EXERCISE INSTRUCTIONS:
Using the entries below, output each line exactly from the first through the one that contains "else: point(207, 531).".
SUPPLIED DATA below:
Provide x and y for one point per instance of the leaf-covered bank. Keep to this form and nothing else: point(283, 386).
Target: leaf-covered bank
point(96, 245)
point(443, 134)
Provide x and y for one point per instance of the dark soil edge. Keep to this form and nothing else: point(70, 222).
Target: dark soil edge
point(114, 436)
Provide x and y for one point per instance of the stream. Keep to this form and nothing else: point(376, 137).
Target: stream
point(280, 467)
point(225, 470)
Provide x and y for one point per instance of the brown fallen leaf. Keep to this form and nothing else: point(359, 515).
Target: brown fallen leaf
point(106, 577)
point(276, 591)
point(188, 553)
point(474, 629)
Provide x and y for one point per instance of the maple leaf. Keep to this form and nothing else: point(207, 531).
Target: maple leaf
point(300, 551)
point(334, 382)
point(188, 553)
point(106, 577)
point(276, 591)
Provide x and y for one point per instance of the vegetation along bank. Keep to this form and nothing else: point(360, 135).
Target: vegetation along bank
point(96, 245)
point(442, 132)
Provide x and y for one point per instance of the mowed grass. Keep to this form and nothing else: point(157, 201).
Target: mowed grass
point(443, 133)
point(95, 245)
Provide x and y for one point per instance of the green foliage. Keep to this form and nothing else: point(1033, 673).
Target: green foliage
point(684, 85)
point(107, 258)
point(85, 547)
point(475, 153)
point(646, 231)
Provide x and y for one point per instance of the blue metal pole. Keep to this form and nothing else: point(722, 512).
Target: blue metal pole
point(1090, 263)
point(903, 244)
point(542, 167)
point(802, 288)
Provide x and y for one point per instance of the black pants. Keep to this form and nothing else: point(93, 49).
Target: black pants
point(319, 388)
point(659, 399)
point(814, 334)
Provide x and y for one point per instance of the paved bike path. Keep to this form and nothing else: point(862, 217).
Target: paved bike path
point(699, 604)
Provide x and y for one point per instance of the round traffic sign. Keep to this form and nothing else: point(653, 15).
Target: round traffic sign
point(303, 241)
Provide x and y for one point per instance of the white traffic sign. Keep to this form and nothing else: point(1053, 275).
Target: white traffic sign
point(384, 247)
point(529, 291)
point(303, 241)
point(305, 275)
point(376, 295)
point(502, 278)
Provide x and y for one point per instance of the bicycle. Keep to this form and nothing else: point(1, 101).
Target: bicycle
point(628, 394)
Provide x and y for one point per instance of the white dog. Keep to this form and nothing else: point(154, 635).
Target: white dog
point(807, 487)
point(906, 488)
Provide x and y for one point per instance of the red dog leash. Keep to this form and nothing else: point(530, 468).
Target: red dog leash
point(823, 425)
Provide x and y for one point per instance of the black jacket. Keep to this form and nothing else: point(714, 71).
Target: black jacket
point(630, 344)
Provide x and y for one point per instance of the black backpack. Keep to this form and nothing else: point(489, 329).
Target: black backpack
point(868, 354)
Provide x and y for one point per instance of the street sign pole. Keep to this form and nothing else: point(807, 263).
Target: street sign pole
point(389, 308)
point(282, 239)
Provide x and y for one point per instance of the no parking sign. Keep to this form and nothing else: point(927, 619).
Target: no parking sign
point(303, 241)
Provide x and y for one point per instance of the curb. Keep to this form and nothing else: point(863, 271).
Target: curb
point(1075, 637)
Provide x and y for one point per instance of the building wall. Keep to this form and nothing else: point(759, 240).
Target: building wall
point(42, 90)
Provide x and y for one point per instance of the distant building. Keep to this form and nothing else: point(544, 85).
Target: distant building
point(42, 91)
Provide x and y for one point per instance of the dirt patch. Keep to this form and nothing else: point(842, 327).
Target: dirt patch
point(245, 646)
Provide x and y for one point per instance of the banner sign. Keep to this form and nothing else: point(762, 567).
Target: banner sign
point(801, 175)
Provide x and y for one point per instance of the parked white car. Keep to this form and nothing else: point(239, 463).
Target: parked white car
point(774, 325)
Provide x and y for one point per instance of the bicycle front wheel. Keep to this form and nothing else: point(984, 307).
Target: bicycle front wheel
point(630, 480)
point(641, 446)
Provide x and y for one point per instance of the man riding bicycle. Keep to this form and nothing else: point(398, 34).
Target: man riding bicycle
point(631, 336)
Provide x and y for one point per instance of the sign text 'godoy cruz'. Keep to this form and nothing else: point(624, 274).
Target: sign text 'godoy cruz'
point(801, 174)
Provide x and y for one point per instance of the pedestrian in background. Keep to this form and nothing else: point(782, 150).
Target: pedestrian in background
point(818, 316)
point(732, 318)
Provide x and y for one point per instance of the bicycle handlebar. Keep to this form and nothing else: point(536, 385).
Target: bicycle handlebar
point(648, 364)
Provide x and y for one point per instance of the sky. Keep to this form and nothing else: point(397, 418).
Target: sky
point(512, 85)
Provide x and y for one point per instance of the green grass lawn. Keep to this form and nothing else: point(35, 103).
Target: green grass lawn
End of SUPPLIED DATA.
ANSWER TO THIS PROBLEM:
Provide x and y for one point per instance of the leaf-covered bank. Keep to this form and nothing else: point(283, 386).
Target: leaf-covered bank
point(96, 245)
point(443, 134)
Provide x and y for one point per instance of the dark soil edge. Keep to this form and nothing else: point(70, 222).
Target: dark soil edge
point(114, 436)
Provide x and y for one point per instance of the stream. Keep to this form and nothing else: point(376, 137).
Target: stream
point(280, 467)
point(225, 470)
Provide x and y for one point per instance of the brown fallen leaf. Keep to this form and nothing else: point(359, 515).
Target: brown fallen leaf
point(106, 577)
point(276, 591)
point(188, 553)
point(474, 629)
Provide x and y for one point per instance of the maple leaf. Keep to this form and nothing else: point(207, 531).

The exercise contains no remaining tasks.